TASK TO COMPLETE
Write out the lines below as a numbered list, leaving out any blank lines, from the very first line up to and including the line with "xmin=237 ymin=159 xmax=462 ymax=285".

LISTED RECORDS

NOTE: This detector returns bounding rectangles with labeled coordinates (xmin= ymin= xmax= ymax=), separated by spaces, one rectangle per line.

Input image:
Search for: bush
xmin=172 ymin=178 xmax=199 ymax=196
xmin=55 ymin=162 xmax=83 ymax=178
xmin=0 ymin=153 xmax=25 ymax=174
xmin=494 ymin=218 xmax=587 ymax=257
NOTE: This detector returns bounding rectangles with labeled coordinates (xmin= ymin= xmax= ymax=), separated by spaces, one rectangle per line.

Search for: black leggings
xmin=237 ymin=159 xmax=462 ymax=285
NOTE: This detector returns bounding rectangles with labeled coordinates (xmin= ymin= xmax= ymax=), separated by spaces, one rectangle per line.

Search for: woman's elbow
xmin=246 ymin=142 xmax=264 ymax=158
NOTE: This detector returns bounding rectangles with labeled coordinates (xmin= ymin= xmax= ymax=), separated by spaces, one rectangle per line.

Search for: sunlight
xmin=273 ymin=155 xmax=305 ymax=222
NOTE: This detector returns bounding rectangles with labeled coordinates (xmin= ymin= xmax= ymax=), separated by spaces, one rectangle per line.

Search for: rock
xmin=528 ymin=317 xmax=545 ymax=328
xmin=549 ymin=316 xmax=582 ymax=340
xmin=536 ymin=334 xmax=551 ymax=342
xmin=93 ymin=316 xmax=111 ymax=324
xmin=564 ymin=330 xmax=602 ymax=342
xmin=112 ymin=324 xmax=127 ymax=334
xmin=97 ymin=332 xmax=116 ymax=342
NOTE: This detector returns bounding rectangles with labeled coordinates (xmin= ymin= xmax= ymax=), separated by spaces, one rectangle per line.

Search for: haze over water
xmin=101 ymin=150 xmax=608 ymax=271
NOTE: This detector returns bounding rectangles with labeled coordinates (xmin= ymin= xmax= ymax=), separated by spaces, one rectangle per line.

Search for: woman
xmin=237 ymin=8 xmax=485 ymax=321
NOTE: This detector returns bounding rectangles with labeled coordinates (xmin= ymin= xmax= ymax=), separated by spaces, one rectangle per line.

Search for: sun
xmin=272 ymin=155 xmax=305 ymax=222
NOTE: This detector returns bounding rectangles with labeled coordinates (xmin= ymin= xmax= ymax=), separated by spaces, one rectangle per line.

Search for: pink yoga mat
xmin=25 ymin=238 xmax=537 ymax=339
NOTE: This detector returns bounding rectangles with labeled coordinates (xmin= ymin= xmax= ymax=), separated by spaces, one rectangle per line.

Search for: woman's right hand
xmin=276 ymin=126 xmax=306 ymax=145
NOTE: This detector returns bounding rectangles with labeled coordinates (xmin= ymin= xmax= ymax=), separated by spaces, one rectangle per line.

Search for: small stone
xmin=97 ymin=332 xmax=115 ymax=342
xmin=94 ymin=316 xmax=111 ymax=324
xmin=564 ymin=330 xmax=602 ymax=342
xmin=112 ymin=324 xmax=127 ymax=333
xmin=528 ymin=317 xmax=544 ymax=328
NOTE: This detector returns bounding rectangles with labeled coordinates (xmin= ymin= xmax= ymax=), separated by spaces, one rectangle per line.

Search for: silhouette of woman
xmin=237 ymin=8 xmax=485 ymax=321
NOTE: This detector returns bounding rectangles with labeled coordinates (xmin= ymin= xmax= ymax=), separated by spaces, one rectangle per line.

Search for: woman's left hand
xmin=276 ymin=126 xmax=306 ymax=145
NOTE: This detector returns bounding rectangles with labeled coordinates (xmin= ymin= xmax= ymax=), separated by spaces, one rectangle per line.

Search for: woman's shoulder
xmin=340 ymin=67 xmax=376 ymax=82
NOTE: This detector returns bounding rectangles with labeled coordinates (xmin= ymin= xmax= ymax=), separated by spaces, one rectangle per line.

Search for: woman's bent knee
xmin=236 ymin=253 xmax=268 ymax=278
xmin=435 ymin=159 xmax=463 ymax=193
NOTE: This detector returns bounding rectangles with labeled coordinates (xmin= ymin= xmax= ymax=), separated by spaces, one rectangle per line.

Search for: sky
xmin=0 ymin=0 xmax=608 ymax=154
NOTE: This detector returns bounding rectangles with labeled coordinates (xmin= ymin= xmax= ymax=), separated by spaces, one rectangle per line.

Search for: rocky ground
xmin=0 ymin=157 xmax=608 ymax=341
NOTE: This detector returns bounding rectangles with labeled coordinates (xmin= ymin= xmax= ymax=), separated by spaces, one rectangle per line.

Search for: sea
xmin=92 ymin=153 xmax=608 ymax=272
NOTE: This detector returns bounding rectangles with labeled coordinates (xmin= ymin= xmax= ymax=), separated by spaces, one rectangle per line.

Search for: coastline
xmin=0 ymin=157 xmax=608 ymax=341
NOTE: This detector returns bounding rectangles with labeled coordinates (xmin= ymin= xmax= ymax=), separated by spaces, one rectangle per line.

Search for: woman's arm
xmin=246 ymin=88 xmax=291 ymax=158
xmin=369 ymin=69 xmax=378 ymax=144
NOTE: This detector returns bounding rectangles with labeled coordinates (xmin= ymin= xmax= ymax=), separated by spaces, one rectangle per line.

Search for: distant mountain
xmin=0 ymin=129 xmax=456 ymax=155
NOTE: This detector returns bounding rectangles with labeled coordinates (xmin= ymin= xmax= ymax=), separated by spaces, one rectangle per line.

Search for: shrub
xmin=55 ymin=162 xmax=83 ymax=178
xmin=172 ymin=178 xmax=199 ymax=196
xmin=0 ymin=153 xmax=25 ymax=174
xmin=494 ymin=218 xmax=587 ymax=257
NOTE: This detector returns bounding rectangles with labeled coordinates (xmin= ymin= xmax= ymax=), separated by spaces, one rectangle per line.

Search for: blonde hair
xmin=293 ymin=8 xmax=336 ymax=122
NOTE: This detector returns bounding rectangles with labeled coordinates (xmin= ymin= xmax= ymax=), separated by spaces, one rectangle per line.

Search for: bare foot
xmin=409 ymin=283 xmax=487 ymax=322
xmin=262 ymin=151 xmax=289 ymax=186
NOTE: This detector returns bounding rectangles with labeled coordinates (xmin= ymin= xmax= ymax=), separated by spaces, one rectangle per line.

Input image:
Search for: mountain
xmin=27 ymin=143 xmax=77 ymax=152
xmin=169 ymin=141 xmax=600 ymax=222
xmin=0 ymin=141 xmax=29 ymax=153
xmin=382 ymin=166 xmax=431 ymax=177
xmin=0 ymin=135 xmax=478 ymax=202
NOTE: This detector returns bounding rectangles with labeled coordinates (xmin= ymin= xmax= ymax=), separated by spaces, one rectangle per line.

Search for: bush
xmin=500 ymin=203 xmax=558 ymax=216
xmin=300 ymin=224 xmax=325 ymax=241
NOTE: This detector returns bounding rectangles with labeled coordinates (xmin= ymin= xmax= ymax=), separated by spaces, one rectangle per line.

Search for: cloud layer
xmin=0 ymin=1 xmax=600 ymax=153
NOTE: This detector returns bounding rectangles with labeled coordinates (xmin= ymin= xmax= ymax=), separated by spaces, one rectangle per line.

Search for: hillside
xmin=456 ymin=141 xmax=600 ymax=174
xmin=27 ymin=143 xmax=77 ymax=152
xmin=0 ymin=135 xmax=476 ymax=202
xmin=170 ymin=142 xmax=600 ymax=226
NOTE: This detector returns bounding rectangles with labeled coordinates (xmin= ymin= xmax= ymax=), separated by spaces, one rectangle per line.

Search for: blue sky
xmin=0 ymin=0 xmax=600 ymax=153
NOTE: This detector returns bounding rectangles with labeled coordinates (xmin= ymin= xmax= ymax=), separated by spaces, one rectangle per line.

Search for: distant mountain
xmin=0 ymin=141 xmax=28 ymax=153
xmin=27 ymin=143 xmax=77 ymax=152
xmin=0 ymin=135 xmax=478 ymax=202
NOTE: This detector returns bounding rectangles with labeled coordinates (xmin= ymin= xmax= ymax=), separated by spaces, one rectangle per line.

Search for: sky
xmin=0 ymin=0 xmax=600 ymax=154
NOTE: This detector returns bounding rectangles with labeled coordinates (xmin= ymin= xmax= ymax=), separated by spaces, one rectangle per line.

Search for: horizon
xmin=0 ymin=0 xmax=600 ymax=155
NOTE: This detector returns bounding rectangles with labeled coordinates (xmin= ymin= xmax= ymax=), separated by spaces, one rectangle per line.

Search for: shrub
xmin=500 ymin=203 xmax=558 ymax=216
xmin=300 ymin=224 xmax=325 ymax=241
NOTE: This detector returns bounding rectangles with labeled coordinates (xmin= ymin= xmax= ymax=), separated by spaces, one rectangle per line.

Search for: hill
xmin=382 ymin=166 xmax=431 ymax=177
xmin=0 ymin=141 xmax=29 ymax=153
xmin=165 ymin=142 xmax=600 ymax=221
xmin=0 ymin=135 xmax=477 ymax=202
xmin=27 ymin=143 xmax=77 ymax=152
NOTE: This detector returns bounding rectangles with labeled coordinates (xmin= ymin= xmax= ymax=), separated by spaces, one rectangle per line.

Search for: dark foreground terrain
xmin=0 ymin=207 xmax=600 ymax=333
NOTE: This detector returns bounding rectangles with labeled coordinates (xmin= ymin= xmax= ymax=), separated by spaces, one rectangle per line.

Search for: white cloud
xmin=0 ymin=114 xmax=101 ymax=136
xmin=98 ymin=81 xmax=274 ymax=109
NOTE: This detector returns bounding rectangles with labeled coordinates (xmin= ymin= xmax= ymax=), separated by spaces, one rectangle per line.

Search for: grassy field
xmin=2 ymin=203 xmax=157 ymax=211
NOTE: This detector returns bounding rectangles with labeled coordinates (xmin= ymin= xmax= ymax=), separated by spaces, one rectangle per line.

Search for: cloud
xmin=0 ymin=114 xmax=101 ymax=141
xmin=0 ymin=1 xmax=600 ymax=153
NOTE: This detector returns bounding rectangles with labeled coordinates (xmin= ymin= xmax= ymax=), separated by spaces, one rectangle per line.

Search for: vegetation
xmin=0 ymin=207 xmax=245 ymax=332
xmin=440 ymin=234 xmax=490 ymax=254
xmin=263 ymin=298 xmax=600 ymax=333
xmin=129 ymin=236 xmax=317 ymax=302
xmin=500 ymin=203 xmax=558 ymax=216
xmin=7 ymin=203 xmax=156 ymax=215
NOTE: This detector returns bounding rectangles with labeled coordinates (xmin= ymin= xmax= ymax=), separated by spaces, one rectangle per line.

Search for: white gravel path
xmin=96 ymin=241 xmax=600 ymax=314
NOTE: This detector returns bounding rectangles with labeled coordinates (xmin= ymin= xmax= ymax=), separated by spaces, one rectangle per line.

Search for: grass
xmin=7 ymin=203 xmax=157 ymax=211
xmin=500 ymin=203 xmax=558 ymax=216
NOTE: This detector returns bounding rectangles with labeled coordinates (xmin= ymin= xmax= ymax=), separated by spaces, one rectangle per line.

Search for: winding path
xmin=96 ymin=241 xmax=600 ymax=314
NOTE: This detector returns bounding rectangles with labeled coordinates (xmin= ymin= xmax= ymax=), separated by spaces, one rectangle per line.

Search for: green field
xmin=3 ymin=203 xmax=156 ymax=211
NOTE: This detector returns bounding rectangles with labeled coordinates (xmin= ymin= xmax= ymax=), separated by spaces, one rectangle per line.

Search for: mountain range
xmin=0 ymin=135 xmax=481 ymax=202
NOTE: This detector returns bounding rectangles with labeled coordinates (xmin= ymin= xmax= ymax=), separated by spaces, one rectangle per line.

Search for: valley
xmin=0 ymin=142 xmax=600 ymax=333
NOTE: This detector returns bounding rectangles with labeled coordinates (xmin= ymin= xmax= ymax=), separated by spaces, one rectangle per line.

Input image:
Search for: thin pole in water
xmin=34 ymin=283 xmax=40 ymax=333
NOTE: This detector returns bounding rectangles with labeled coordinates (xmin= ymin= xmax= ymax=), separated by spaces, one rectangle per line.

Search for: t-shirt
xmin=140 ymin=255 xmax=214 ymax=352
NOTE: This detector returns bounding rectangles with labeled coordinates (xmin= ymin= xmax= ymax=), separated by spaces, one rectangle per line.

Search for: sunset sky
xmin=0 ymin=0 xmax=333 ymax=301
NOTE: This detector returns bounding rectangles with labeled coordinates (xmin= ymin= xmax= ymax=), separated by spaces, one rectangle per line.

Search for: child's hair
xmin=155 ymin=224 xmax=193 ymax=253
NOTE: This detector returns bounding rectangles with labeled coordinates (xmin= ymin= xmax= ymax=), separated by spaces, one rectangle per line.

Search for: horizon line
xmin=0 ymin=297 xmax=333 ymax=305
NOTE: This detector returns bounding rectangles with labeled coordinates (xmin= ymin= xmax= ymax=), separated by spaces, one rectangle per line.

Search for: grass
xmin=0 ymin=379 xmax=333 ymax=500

TASK SOLUTION
1. NOTE: This detector returns bounding rectangles with labeled coordinates (xmin= ymin= xmax= ymax=), separated by spaces, one rectangle per line.
2. Input image:
3. Search for: bush
4. xmin=172 ymin=178 xmax=199 ymax=196
5. xmin=55 ymin=162 xmax=83 ymax=178
6. xmin=0 ymin=153 xmax=25 ymax=174
7. xmin=494 ymin=218 xmax=587 ymax=257
8. NOTE: This detector returns bounding rectangles with labeled coordinates (xmin= ymin= xmax= ymax=), separated by spaces, one rectangle per line.
9. Search for: black leggings
10. xmin=237 ymin=159 xmax=462 ymax=285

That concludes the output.